++++ Passage shown ++++

Medieval Europe provides a compelling case study. In the 11th century, most production was subsistence farming, commerce was minimal, and the predatory nobility extracted wealth through feudal dues. Then long-distance trade began expanding. Suddenly, farmers had reasons to produce surpluses for market, artisans could specialize, and long-dormant technologies found profitable applications. The Commercial Revolution was born–until the predatory wars of the 14th century strangled it.

This historical pattern reveals another crucial insight: governments aren’t neutral referees but economic actors choosing between two strategies. “Predatory governments” centralize power to extract resources, often for warfare and elite consumption. “Associational governments” emerge from commercial classes and protect property rights and contracts, enabling commerce to flourish. The divergence explains why the Dutch Republic and England, with their merchant-influenced governments, eventually outpaced absolutist France and Spain.

Kohn’s critique arrives at a moment when economics faces a crisis of credibility. The 2008 financial collapse blindsided a profession whose models couldn’t even conceive of such systemic failure. Students worldwide have demanded more realistic economics education. Even Nobel laureates have accused their colleagues of “mathiness”–mathematically impressive but empirically vacuous theorizing.

The backlash has produced strange bedfellows. Complexity scientists at Santa Fe Institute argue economies resemble ecosystems more than machines. When they model economies as adaptive systems rather than equilibrium-seekers, they naturally produce booms, busts, and innovation–phenomena that mystify conventional theory. Nassim Taleb, the iconoclastic scholar-trader, more colorfully demands economists “think like engineers, not economists,” building robust systems rather than assuming away inconvenient realities like financial crashes.

++++

Prompt 1:
Answer these questions from the passage on economic history and economic theory.
(a) What strangled the Commercial Revolution?
(b) Which two countries eventually outpaced absolutist France and Spain?
(c) What event blindsided the economics profession?
Prompt 2: List every country named in the passage on economic history and economic theory.
Prompt 3:
Decide whether each statement agrees with the passage on economic history and economic theory, and quote the words that settle it.
(a) In the 11th century, commerce was widespread.
(b) Associational governments emerge from commercial classes.
(c) Complexity scientists at Santa Fe Institute argue that economies resemble machines more than ecosystems.

++++ Dataset records ++++

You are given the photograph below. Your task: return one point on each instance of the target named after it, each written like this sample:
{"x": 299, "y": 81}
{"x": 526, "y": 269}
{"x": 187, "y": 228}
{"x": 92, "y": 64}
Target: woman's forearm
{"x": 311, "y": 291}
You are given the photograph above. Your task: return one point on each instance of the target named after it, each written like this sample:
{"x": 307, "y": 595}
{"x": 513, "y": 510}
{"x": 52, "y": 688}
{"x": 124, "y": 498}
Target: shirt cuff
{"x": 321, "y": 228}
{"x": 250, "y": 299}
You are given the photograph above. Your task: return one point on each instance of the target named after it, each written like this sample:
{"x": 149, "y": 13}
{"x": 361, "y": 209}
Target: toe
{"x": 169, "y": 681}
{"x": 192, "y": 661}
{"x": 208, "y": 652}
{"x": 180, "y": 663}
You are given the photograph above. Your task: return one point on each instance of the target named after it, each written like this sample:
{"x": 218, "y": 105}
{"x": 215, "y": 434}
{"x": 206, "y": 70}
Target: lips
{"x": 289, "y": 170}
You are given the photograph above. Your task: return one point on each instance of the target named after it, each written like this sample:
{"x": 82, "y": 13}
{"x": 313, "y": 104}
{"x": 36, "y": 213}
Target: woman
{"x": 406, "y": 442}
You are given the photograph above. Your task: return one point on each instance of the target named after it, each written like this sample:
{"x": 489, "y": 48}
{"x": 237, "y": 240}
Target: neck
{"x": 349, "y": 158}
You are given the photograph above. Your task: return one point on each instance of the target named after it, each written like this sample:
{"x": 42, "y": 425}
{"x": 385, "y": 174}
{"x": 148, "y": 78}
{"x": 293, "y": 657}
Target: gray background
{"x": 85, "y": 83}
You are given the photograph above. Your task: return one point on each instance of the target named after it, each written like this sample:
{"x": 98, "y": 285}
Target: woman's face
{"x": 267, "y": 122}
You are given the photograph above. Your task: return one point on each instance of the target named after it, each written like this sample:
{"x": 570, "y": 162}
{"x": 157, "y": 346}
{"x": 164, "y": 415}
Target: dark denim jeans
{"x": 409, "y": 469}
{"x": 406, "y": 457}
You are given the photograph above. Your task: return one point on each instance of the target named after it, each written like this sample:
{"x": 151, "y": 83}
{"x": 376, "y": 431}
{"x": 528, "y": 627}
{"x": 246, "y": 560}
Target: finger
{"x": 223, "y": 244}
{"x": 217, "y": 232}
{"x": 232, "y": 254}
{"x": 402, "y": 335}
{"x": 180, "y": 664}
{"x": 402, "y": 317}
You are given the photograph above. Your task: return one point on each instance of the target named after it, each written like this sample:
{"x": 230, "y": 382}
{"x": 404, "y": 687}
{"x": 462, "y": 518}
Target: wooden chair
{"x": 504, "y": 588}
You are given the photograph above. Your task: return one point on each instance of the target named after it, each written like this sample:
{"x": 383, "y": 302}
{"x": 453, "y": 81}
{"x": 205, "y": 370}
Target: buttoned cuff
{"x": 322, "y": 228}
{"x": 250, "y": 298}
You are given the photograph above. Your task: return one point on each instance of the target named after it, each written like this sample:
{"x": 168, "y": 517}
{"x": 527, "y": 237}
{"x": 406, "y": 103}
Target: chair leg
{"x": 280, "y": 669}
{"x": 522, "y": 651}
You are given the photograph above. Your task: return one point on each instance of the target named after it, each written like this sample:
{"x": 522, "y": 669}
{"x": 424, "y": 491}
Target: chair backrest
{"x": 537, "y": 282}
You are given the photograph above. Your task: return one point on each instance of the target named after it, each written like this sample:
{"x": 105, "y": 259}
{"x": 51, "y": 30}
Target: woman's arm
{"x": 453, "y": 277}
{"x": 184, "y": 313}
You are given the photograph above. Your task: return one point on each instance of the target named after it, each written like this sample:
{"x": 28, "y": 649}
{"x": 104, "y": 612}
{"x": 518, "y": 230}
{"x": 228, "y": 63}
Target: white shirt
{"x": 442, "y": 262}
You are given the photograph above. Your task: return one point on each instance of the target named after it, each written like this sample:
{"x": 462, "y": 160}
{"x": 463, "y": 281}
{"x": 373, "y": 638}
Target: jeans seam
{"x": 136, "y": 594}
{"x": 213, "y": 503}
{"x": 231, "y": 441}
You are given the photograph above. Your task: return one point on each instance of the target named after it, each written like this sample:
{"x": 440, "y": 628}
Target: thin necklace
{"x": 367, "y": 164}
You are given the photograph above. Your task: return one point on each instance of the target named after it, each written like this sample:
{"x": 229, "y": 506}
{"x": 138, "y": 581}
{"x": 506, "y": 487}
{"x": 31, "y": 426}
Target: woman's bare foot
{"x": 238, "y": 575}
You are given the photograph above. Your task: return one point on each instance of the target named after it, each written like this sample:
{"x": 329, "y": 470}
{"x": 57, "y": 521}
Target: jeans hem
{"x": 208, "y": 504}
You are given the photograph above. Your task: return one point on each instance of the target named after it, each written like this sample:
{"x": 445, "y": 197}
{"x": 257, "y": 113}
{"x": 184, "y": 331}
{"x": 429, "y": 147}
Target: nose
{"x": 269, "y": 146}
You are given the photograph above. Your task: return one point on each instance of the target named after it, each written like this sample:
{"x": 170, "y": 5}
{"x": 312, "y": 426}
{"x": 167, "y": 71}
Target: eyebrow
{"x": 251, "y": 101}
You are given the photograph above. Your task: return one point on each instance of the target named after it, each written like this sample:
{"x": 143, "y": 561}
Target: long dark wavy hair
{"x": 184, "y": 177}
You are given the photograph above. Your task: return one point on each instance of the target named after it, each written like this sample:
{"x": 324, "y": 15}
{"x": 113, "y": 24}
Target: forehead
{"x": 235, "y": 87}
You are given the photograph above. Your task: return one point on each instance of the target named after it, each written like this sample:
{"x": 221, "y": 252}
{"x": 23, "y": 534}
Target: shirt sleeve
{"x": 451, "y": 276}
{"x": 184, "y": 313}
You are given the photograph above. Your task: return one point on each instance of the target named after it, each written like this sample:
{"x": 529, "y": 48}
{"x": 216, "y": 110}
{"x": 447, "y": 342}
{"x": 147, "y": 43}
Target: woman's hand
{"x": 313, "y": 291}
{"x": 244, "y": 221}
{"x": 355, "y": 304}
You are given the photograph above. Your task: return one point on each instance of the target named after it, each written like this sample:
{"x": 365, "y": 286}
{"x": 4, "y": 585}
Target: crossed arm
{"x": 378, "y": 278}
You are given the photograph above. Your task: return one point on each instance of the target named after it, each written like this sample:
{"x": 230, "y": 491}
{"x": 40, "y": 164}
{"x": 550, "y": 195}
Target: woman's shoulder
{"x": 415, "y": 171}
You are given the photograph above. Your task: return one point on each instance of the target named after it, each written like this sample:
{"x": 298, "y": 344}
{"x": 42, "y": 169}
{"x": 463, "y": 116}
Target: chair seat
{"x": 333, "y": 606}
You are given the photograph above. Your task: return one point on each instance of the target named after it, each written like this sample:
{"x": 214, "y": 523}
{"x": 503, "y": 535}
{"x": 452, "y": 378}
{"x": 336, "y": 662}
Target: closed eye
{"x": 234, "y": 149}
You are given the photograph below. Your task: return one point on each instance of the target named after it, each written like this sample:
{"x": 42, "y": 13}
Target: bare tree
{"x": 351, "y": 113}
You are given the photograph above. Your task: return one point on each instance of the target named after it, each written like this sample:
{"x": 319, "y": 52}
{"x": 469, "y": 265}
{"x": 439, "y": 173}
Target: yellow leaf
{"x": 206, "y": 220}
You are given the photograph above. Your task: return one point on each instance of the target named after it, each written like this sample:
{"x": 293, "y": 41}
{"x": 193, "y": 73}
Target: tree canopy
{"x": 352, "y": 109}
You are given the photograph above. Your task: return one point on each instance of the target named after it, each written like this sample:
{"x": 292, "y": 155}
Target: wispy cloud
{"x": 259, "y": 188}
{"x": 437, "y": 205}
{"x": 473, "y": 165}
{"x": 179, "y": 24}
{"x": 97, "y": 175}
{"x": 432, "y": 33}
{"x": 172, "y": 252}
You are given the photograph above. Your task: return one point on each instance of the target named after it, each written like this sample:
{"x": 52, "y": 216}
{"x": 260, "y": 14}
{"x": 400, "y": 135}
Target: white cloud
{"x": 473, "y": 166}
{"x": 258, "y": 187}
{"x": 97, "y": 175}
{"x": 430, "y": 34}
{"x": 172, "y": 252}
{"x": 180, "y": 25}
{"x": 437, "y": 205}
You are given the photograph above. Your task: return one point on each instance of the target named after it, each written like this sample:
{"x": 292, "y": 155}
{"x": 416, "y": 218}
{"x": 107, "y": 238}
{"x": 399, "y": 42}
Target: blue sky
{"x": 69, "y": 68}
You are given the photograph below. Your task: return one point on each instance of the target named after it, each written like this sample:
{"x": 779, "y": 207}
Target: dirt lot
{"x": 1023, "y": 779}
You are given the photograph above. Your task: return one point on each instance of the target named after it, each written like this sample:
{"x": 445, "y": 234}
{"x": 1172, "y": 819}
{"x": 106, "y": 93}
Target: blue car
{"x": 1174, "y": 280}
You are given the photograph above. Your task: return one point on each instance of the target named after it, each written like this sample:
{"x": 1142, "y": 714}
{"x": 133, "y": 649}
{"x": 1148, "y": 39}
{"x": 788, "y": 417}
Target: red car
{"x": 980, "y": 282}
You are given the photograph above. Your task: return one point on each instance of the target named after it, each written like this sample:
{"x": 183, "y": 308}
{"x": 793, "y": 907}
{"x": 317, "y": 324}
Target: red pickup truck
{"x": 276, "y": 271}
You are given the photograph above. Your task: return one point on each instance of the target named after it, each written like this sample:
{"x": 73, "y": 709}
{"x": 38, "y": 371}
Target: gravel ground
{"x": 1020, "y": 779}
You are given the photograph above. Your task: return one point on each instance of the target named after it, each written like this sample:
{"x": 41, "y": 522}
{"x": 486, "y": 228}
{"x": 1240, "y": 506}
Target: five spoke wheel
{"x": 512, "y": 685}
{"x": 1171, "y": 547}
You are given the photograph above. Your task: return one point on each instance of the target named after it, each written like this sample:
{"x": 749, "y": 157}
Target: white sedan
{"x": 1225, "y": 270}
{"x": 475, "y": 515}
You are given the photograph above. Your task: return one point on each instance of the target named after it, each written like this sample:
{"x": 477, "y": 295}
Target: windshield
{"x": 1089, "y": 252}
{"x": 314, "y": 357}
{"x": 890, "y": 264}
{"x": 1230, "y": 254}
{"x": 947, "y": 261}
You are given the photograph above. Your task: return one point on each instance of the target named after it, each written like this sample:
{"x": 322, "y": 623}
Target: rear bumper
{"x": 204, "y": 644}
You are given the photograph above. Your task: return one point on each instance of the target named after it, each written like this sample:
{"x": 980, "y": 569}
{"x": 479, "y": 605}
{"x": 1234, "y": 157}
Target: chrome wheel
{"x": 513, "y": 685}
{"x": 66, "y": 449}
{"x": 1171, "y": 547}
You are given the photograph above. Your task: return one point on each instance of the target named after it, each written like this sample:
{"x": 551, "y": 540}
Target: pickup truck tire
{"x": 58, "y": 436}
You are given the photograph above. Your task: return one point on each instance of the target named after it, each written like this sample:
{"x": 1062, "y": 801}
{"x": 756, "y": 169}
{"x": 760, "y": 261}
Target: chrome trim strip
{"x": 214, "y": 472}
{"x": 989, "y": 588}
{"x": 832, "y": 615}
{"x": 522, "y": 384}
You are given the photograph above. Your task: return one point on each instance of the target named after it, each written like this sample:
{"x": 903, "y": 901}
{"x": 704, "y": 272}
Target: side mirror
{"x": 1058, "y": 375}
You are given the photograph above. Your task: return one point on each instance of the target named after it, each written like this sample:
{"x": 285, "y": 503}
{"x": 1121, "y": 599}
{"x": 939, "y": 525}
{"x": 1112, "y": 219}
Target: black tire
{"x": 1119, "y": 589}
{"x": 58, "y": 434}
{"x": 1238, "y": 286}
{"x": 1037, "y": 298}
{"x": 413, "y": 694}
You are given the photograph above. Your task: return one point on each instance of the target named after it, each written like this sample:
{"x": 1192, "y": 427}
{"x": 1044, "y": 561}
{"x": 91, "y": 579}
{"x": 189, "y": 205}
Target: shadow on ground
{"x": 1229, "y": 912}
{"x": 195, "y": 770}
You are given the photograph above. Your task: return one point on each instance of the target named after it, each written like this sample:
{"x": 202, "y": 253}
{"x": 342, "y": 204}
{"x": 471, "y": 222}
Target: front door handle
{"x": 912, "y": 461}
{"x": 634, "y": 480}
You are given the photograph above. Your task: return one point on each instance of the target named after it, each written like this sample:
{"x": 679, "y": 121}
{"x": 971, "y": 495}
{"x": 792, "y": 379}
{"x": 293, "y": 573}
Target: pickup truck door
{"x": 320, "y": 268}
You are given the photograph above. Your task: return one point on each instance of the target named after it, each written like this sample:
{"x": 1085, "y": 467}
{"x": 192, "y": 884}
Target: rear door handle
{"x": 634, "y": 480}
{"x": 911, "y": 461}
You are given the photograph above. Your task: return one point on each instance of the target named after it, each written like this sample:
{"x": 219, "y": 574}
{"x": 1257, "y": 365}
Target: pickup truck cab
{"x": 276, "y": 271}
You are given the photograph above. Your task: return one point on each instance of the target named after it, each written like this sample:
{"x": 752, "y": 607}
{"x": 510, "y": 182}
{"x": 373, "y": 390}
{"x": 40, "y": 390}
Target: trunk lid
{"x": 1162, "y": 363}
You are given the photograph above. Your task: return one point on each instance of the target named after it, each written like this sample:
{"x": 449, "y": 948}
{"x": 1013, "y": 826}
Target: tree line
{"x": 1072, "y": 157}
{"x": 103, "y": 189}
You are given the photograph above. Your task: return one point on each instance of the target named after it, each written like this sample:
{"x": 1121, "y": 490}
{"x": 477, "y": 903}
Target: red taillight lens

++++

Exercise answer 1:
(a) The predatory wars of the 14th century.
(b) The Dutch Republic and England.
(c) The 2008 financial collapse.

Exercise answer 2: The Dutch Republic, England, France, Spain

Exercise answer 3:
(a) No: "commerce was minimal"
(b) Yes: "“Associational governments” emerge from commercial classes"
(c) No: "argue economies resemble ecosystems more than machines"